- _How to complete this task_: Look below for the line with "Target: building window" and the line with "column 195, row 164". Copy exactly those two lines and every line between, but not the pictures.

┄┄┄┄┄┄

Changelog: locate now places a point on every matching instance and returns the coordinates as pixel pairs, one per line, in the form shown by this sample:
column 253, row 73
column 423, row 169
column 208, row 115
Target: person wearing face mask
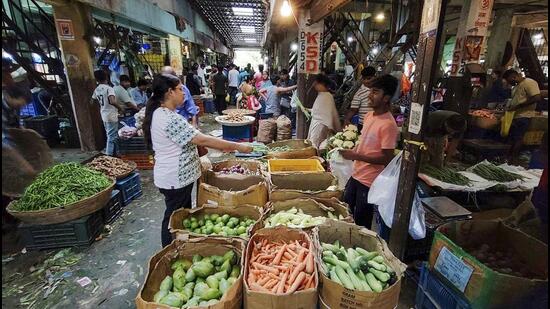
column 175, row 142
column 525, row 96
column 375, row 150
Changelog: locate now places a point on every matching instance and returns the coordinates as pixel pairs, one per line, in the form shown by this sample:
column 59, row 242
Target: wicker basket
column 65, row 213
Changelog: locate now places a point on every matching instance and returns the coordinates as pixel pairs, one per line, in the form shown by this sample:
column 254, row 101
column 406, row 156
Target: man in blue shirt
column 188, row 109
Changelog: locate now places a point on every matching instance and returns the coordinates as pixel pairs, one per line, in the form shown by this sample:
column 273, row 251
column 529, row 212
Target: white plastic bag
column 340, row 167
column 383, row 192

┄┄┄┄┄┄

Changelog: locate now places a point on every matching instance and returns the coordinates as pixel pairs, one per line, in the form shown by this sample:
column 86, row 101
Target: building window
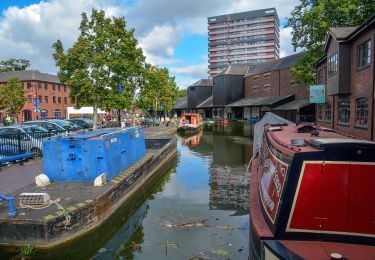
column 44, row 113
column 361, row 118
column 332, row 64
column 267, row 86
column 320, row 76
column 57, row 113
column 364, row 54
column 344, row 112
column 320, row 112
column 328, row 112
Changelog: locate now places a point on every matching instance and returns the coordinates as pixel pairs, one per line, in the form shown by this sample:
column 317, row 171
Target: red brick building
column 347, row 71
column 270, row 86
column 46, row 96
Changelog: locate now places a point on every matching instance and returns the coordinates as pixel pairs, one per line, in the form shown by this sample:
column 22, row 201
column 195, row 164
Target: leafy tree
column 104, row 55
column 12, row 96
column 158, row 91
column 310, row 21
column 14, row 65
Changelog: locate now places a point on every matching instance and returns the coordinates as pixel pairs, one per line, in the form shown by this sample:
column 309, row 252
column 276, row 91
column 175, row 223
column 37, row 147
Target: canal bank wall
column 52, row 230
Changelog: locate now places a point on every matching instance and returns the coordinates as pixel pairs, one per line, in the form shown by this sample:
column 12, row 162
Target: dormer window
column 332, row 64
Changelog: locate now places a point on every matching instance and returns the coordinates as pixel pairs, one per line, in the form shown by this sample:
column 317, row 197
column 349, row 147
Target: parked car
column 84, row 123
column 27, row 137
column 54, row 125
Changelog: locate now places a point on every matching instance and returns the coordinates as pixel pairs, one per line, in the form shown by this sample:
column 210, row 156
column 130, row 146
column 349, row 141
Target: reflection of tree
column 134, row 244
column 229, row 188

┄┄┄┄┄┄

- _Solution_:
Target: building window
column 44, row 113
column 361, row 118
column 332, row 64
column 267, row 86
column 320, row 76
column 57, row 113
column 364, row 54
column 344, row 112
column 320, row 112
column 328, row 112
Changelog: locate now places a point on every matching instance and returns the coordinates as pixel pairs, one per line, in the form shown by this sample:
column 317, row 171
Target: red brick building
column 347, row 71
column 270, row 86
column 46, row 96
Changelog: locate now places a point on every matching instance and returns the coordinates as pixel pairs, one per line, in the form shown by this sample:
column 22, row 201
column 195, row 164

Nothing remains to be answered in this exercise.